TEXT DES DOKUMENTS:

════════════════════

Ponyhof, Frankfurt, 24.10.2013
Als ich nach der Entrichtung meines Obolus die Tür zum Konzertraum des Sachsenhausener Ponyhofs aufstieß, staunte ich nicht schlecht: Der Laden war proppenvoll, und das vor einem Werktag, trotz Fernseh-Konkurrenz (Eintracht im Europapokal) und zum Gig der Franzosen LES CAMÉLÉONS, die in Deutschland eigentlich nie den Bekanntheitsgrad erreicht haben, der ihnen gebührt. Ich hatte gemutmaßt, dass die Ska-Punks aus Nantes unter den o. g. Voraussetzungen etwa 40 bis 50 Seelen anlocken würden und so wäre es vermutlich auch gekommen, hätte der Name des Support-Acts nicht REVOLTE TANZBEIN gelautet. Die heimischen Gewächse sind bei der Studentenschaft der Mainmetropole überaus beliebt und ziehen eine Menge Publikum, das bei meiner Ankunft schon fleißig auf der Tanzfläche schwitzte.
Ich sah nur noch ein paar Lieder der Ska-Polka-Kapelle (darunter eine für meinen Geschmack etwas lang geratene XXL-Version des Stücks „Panama“), so dass ich hier über deren Gig weder detailliert urteilen kann noch möchte. Mein Ding ist die deutsch gesungene, ziemlich verkopfte „Großstadtpoesie mit Ska- und Balkan-Touch“ (Flyertext) eher nicht, die Teens und Twens vor der Bühne allerdings waren schier begeistert und so manche/r kaum noch einzukriegen. Fest steht, dass im Zuschauerraum mindestens genauso viel los war wie bei den späteren Headlinern.

════════════════════

LISTE DER EINTRÄGE:
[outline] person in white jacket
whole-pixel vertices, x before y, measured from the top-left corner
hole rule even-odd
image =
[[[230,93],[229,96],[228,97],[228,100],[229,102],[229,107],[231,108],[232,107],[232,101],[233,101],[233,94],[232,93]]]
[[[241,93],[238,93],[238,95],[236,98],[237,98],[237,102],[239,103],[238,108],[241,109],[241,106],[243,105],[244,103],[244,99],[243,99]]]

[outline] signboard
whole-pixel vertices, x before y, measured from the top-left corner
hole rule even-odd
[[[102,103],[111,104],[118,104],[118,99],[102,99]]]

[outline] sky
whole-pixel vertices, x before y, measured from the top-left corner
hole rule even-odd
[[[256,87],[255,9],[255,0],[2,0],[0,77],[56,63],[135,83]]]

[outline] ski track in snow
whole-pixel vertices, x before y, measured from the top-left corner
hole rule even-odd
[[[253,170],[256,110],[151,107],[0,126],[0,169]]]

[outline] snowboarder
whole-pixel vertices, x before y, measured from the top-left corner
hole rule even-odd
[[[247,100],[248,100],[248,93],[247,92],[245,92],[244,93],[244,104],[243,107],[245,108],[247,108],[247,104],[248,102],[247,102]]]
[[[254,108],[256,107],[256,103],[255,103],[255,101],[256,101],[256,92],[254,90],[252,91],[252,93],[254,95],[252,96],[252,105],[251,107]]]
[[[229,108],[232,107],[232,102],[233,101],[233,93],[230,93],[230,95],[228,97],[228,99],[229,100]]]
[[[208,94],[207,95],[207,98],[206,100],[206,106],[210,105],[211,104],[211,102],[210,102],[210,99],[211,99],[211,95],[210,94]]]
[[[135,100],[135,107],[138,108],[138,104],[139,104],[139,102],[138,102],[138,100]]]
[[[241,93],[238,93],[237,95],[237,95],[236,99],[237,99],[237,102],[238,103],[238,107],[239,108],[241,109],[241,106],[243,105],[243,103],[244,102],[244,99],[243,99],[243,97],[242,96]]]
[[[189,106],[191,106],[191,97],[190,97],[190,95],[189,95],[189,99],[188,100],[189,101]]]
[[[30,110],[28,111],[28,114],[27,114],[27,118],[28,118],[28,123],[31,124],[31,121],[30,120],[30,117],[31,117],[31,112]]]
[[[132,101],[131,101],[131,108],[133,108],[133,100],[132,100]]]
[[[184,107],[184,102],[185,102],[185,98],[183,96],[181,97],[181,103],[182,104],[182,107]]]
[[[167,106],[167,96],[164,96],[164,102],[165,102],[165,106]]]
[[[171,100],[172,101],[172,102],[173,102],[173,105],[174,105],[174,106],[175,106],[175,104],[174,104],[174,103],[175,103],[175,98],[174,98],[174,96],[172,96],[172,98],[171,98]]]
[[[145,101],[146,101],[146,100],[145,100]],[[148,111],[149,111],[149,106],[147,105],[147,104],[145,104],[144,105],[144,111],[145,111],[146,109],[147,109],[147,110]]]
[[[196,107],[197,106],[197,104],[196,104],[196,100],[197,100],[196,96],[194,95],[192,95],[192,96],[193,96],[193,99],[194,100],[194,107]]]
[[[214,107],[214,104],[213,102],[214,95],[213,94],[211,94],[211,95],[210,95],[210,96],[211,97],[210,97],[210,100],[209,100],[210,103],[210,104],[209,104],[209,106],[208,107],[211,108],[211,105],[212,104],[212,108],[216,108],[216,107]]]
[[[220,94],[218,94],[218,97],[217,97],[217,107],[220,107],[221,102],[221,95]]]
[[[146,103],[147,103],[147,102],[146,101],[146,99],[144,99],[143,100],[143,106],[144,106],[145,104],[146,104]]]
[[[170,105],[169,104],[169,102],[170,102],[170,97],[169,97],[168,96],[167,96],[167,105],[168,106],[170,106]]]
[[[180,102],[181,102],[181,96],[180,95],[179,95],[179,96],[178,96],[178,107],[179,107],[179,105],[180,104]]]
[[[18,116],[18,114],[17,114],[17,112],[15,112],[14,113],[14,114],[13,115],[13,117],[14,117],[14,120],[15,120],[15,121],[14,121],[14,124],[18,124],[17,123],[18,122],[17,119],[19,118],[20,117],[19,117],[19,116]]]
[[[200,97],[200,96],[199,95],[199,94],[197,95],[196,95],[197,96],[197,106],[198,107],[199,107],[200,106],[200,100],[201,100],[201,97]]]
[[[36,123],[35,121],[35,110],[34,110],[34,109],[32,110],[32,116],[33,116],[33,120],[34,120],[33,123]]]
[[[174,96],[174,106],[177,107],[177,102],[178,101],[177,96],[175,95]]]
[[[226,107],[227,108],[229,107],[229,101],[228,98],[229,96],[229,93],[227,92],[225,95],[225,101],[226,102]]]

════════════════════

DIE AUFGABE: Nimm bitte den Konzertbericht aus dem Ponyhof nach seinem letzten Satz wieder auf und schreibe ihn weiter.

ANTWORT ZUR AUFGABE:
Von denen dürften die jüngeren Besucher bisher jedoch nicht viel mitbekommen haben, liegt die Gründung von LES CAMÉLÉONS doch bereits 22 Jahre zurück. Den Höhepunkt ihres Schaffens würde ich rein subjektiv auf die Zeit vor etwa zehn Jahren, rund um die beiden Scheiben „Todos“ (2001) und „Joyeux Bordel“ (2003) datieren, vielleicht weil mir die beiden genannten Alben am besten gefallen. Aber auch die anderen der inzwischen acht veröffentlichten Studio-Releases, eingeschlossen das aktuelle Werk mit dem schlichten Titel „Les Caméléons“ vom Mai 2013, befinden sich auf einem konstant guten Niveau. Von der Ursprungsbesetzung noch dabei sind die Identifikationsfigur Jean-Jean als
Frontmann sowie Vincent (links, Gitarre & Gesang) und Vévé am Bass. An anderen Instrumenten hat es über die Jahre Umbesetzungen gegeben, an Qualität hat die Band jedoch nichts eingebüßt.Sänger Jean-Jean präsentierte sich wie gewohnt in Sportklamotten, schlabbriger Trainingshose und Retro-Adidas-Shirt (oder war das noch ein Original?). Auch seine Bühnenperformance war trotz fortgeschrittenen Alters sportlich, wenngleich er im Gegensatz zu den Gigs, die ich 2006 und 2008 im
Bockenheimer Café Exzess sah, inzwischen hin und wieder eine Verschnaufpause brauchte. Er nutzte dazu die Instrumental-Passagen, zog sich kurz in die zweite Reihe zurück und überließ das Feld ganz vorn der hervorragend aufspielenden Bläsersektion an Trompete und Posaune. Dennoch: Das Pensum, das JJ und seine Kollegen an Luftsprüngen absolvierten, hätte jedem australischen Känguru zur Ehre gereicht, wovon Ihr Euch im folgenden Clip überzeugen könnt:Gesungen wird in französischer und in spanischer Sprache. Kreiert wird Latin-Ska-Punk, den nur eine Handvoll Bands auf diesem Level darbieten können. Aus einem homogenen Set, das zu mehr als der Hälfte aus Stücken der
neuen Scheibe und des Albums „Todos“ bestand, Highlights herauszupicken, fällt schwer. Meine Favoriten und Anspieltipps lauten „Les huiles“, „Todos“, „Je suis un con“,„Hace calor“ und „Hatchi Lamuchi“, um nur mal fünf der an diesem „Best of“-LES CAMÉLÉONS-Abend gespielten Tracks zu nennen.Mit solchen Songs nehmen es die Chamäleons auch locker mit ihren Landsleuten von MANO NEGRA oder den Spaniern SKA-P auf, die ich als Genreprimus im Bereich Ska-Punk bezeichnen würde. Doch MANO NEGRA gibt es seit fast 20 Jahren nicht mehr und SKA-P spielen in einer anderen Liga, füllen nicht nur in ihrer Heimat große Hallen und sind, wenn man so will, trotz aller revolutionären Parolen längst eine kommerziell erfolgreich agierende Band nahe des Mainstreams.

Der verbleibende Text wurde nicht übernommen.